== Task brief ==
Show every line in the records below that contains the word "blonde", copying each line in full.

== Dataset ==

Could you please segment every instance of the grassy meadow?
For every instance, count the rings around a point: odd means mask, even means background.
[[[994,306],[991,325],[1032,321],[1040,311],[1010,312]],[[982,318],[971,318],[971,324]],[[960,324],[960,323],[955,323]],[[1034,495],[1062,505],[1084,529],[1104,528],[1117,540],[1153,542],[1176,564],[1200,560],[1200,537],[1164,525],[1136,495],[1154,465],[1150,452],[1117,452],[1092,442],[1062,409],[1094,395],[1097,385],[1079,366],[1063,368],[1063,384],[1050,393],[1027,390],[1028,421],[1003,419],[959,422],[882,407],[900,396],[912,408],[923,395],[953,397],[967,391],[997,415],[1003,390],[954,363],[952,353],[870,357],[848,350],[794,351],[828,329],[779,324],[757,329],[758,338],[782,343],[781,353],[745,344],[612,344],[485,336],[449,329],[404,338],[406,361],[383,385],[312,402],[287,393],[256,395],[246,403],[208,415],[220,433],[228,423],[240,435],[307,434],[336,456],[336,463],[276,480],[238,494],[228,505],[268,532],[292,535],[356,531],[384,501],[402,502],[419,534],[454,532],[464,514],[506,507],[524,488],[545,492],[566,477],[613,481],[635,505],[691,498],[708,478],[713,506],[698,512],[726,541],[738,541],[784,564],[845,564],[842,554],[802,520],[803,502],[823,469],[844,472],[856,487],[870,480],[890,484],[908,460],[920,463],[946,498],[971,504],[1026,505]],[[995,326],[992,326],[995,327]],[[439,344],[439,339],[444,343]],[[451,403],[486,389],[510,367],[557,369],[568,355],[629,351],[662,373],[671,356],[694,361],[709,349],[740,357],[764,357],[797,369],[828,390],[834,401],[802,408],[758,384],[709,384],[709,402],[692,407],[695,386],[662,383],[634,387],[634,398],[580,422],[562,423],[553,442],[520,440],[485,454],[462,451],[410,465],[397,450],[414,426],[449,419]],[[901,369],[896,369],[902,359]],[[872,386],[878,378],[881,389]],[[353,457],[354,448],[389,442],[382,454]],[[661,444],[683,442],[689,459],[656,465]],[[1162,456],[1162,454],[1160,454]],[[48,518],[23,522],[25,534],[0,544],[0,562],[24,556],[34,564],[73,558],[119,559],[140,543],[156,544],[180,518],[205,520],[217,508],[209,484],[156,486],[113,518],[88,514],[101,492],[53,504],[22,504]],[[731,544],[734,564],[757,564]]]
---
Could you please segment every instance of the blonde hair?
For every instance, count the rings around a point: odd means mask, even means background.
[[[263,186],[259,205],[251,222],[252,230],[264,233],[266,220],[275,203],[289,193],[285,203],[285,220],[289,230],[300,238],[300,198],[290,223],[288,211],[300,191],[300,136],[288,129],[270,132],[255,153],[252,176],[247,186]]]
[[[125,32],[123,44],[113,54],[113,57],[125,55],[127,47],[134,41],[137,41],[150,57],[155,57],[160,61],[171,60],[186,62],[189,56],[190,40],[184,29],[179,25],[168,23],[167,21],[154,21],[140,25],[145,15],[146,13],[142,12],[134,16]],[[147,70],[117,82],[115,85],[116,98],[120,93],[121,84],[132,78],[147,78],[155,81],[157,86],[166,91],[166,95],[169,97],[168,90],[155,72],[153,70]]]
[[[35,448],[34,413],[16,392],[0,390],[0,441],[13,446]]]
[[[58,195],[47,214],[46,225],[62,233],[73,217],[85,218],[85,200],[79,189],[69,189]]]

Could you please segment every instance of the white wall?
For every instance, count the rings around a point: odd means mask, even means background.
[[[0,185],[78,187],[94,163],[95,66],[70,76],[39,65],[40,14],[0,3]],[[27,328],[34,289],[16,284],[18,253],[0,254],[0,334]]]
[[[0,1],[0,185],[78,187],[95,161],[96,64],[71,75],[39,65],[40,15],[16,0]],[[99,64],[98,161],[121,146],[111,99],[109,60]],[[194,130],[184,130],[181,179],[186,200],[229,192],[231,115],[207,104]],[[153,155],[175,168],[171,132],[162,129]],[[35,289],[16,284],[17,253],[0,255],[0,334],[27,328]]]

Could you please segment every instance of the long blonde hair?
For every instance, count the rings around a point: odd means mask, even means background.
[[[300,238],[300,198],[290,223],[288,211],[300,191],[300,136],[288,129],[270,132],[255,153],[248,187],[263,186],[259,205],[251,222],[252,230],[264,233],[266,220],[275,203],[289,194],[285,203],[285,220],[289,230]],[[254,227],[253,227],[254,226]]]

== Answer for the task ==
Could you please segment every instance of the blonde hair?
Could you please segment every instance of the long blonde hair?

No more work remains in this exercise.